=== Record set ===

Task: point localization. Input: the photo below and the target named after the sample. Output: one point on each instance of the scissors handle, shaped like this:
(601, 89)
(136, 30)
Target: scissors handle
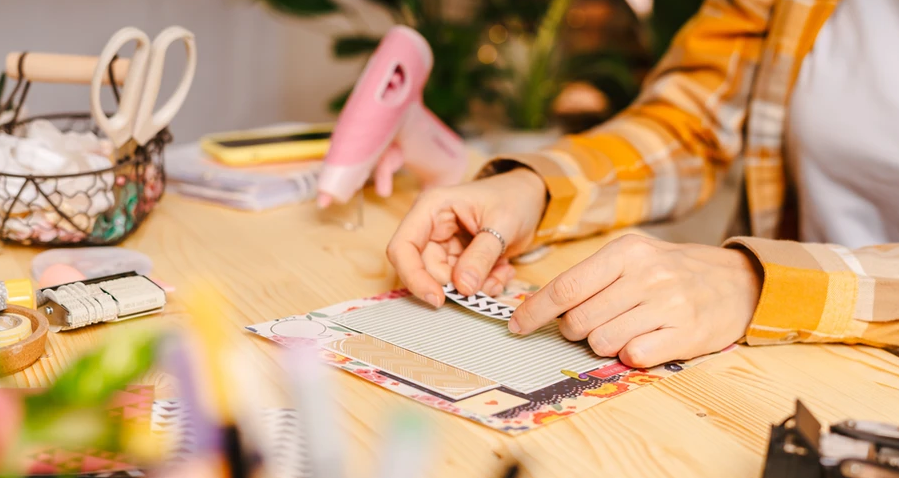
(150, 122)
(119, 126)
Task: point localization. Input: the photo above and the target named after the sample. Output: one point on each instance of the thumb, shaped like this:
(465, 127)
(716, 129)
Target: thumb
(476, 262)
(655, 348)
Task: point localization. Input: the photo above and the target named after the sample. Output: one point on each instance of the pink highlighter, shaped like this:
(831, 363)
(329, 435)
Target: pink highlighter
(385, 124)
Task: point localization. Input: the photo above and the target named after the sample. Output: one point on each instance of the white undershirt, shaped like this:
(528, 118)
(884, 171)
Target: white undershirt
(842, 142)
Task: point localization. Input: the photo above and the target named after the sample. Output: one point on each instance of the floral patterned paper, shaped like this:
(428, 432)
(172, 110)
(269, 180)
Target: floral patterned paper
(556, 402)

===

* _What you will do_
Print the records above verbatim, pictures excluded.

* _Task response_
Task: point localization. Input: the photo below and the target named after the sample. Output: one point on each instance of the scissors handle, shaped like this:
(601, 89)
(136, 30)
Target: scissors handle
(150, 122)
(119, 126)
Task: point localization. Input: the photo above and the target named after the sample. Output: one point on each instance of the thumb, shaped like this:
(465, 127)
(716, 129)
Target: thumb
(476, 262)
(655, 348)
Task: point localization. Input: the photo above and the target named after the sample. Output: one point on each instance of the pink highlighter, shaped like this:
(831, 363)
(329, 435)
Target: pink highlighter
(385, 124)
Task: point localization. Input: the photo above and the target named after the sample. Output: one point on each instance of the white undershirt, shaped like this:
(528, 118)
(884, 171)
Target: white undershirt
(842, 142)
Task: point localization. Input: the photo above and the target named after the sample. Output: one point on each instance of the floral patterned paper, shaped like this:
(428, 432)
(172, 110)
(269, 180)
Target: floral patterned paper
(556, 402)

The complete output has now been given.